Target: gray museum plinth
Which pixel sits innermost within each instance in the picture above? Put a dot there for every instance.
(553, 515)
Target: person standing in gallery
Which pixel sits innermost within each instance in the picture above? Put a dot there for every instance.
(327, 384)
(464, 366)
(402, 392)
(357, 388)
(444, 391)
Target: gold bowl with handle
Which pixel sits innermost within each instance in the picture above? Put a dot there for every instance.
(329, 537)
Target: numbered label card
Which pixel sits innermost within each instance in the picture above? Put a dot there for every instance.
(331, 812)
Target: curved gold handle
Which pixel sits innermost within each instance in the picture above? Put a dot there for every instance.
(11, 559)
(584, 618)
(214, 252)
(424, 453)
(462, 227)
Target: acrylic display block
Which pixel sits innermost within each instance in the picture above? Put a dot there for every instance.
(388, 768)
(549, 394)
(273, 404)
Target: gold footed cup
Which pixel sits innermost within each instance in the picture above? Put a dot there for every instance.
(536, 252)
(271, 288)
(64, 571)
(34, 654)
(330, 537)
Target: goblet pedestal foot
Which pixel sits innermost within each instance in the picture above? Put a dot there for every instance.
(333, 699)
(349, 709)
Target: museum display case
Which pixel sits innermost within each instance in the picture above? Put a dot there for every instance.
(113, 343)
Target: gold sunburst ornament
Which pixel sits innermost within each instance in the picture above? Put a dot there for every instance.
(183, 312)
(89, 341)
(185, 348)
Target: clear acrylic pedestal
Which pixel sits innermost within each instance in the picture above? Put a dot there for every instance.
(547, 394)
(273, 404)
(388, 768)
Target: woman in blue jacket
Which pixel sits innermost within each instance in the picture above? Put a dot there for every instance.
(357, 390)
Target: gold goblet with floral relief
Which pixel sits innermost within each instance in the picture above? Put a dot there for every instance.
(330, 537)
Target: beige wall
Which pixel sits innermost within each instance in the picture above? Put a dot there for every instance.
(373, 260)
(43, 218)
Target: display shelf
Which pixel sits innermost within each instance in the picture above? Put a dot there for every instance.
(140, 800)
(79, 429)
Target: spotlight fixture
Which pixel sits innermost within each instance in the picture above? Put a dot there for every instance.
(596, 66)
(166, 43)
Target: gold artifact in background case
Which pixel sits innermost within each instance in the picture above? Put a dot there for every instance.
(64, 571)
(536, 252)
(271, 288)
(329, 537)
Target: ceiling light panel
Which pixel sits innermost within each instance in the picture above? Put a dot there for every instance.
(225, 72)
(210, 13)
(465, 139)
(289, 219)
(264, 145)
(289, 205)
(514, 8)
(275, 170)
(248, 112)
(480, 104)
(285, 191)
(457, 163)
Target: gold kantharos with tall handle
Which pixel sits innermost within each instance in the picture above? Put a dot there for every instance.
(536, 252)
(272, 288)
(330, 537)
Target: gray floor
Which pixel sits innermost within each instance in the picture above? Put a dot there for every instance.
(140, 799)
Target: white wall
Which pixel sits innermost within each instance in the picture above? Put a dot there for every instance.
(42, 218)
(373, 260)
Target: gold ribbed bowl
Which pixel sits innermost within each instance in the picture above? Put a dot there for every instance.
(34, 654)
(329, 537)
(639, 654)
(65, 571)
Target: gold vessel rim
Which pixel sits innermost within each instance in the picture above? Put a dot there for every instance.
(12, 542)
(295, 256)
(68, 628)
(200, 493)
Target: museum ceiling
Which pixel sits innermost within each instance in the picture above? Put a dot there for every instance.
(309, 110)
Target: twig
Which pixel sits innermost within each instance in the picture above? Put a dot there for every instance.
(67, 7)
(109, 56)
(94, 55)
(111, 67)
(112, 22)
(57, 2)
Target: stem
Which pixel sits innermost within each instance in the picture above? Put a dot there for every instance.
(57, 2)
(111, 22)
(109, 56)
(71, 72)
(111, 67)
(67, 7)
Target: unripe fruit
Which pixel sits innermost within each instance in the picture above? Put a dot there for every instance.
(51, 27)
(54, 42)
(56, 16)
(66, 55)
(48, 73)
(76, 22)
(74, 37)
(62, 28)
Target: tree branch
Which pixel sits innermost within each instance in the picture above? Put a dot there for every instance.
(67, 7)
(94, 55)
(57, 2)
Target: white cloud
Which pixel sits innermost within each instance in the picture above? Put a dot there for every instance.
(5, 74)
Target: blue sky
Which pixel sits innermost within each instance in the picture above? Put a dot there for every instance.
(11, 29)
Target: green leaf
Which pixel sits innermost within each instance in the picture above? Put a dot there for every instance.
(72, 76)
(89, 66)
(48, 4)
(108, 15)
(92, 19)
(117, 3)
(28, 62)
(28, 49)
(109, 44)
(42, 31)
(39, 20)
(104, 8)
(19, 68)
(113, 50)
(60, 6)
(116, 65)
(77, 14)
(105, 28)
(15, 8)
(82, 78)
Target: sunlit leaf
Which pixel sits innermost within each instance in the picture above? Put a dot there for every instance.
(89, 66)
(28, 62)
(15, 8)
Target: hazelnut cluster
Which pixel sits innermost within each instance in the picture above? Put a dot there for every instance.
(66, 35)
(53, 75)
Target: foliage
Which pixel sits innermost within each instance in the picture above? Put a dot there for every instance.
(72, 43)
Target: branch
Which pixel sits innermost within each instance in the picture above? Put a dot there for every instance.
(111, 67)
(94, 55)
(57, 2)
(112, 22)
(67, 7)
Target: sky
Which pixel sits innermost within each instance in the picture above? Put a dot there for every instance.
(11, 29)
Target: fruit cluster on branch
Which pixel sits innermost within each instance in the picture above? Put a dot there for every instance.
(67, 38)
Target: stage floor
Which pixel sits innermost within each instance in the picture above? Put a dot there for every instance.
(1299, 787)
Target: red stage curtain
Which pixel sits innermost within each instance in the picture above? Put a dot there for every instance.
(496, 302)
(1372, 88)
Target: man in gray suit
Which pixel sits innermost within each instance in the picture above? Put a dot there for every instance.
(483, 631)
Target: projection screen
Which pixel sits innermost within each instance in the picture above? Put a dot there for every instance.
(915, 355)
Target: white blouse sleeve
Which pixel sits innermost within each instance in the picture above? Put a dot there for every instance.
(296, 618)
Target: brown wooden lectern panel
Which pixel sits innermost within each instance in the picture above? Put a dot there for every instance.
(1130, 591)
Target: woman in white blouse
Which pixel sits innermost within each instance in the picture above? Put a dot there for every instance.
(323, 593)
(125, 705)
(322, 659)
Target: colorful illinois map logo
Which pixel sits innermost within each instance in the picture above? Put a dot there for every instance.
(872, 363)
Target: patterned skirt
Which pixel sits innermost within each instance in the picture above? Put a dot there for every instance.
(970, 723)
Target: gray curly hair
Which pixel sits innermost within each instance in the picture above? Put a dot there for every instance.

══════════

WAS ZU TUN IST
Gib alles von der Zeile mit „Target: patterned skirt“ bis hinunter zum Ende der Auflistung oben unverändert aus, einschließlich dieser ersten Zeile.

AUSGABE
Target: patterned skirt
Which pixel sits innermost within each instance in the picture above? Put a dot there for every instance.
(970, 723)
Target: gray curly hair
Which pixel sits innermost within each instance in the picture above? Put a dot there for every instance.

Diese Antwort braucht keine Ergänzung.